- [Document passage]:

You are viewing a plain text version of this content. The canonical link for it is here.
Posted to user@mahout.apache.org by Mike Perry <mi...@gmail.com> on 2010/11/20 17:47:22 UTC

Sparse Vectors

Hello all,

Does the script to convert a Lucene index to Mahout vectors write sequence
files in sparse vector representation? my impression is that it doesn't but
I want to verify that.
Also, SparseVectorsFromSequenceFiles is used to convert the vectors to
sparse format (I know about the seq2sparse option). Could someone point out
where in the code it actually constructs the sparse vectors?  it seems to me
that one of the methods in DictionaryVectorizer generates the vectors but I
couldn't
find where exactly.

Many thanks guys!
MIke

Re: Sparse Vectors

Posted by Mike Perry <mi...@gmail.com>.

- [Rows]:
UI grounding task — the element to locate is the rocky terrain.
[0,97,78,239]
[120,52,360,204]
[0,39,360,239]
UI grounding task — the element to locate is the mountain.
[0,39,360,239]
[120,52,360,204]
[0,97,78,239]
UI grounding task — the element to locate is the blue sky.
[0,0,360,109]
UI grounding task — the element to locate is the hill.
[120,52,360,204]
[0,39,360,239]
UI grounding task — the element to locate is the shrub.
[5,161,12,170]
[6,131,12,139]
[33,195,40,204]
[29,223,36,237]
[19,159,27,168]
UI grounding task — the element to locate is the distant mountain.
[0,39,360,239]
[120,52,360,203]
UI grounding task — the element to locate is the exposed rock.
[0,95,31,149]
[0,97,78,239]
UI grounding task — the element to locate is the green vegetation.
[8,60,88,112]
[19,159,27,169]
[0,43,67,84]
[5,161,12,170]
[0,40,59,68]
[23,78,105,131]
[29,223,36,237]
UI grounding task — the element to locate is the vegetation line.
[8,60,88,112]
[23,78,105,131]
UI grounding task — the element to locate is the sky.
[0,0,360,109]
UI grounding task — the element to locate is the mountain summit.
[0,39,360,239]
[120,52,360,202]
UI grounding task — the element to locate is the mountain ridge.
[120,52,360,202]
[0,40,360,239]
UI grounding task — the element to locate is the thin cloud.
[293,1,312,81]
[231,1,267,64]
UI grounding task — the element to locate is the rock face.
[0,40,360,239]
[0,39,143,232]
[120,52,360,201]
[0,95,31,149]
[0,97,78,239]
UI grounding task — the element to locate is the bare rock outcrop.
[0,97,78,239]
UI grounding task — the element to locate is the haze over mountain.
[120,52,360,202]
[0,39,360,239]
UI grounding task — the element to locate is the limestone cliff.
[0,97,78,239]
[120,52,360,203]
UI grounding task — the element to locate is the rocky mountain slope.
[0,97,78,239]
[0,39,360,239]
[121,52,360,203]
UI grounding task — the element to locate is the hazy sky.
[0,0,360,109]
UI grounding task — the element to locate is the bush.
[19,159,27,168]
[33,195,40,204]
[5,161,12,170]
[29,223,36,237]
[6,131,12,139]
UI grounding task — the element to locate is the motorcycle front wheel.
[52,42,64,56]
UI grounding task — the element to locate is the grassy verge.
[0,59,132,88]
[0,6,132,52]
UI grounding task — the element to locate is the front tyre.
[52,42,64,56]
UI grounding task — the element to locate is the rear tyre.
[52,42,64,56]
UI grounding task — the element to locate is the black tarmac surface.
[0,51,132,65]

- [Prompt A]:
Transcribe the Mahout mailing-list post, copying everything from "Also, SparseVectorsFromSequenceFiles is" down to "Many thanks guys!".
- [Prompt B]:
List every software project, class, and command option named in the Mahout mailing-list post.

- [Correct result A]:
Also, SparseVectorsFromSequenceFiles is used to convert the vectors to
sparse format (I know about the seq2sparse option). Could someone point out
where in the code it actually constructs the sparse vectors?  it seems to me
that one of the methods in DictionaryVectorizer generates the vectors but I
couldn't
find where exactly.

Many thanks guys!

- [Correct result B]:
Lucene, Mahout, SparseVectorsFromSequenceFiles, seq2sparse, DictionaryVectorizer